> [PROBLEM STATEMENT]: Reproduce every line of the entries below, requests included, beginning with the line containing "wanted | a marker on every instance of the pink" and continuing through the last entry. Increase each point coordinate in the answers by 27, and leave the coordinates in the requests and their samples unchanged.

── SOURCE MATERIAL

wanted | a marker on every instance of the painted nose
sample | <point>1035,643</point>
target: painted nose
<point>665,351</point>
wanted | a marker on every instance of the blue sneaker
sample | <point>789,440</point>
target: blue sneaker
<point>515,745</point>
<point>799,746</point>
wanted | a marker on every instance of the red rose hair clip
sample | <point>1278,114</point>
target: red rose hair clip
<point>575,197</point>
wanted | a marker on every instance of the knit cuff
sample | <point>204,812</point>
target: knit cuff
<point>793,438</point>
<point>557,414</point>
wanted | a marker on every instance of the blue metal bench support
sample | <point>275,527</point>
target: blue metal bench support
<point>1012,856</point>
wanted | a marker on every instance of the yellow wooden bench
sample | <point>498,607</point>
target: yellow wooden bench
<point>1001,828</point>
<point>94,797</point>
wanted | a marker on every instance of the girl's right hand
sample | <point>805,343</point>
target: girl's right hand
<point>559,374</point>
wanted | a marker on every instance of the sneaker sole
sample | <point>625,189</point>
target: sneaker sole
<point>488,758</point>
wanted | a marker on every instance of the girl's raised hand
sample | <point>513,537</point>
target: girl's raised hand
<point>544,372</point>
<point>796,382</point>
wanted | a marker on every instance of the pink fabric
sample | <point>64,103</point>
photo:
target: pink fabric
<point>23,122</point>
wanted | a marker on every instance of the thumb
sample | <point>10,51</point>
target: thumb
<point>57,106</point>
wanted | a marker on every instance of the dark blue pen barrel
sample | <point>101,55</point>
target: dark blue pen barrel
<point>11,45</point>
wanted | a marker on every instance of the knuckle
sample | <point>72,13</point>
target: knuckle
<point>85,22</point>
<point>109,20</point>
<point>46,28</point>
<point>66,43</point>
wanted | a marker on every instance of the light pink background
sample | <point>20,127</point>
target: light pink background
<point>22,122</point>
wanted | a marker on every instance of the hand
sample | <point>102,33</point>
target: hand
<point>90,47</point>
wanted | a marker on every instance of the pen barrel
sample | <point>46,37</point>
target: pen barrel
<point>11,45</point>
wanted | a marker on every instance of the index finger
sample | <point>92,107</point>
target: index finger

────

> [OUTPUT OF THE TASK]:
wanted | a marker on every instance of the pink fabric
sample | <point>64,103</point>
photo:
target: pink fabric
<point>50,149</point>
wanted | a marker on every instance of the thumb
sample | <point>10,51</point>
target: thumb
<point>84,133</point>
wanted | a marker on every instance of the dark blue pen barrel
sample | <point>101,55</point>
target: dark blue pen barrel
<point>38,72</point>
wanted | a marker on every instance of the knuckle
sample | <point>72,13</point>
target: knuckle
<point>112,49</point>
<point>136,47</point>
<point>73,55</point>
<point>93,70</point>
wanted | a marker on every instance of the light pink background
sample | <point>20,127</point>
target: light pink background
<point>49,149</point>
wanted | a marker on every instance of the hand
sample | <point>102,33</point>
target: hand
<point>117,74</point>
wanted | a marker on every instance of the pen barrel
sample | <point>46,37</point>
target: pen barrel
<point>38,72</point>
wanted | a marker on every instance of the index finger
sample | <point>92,107</point>
target: index finger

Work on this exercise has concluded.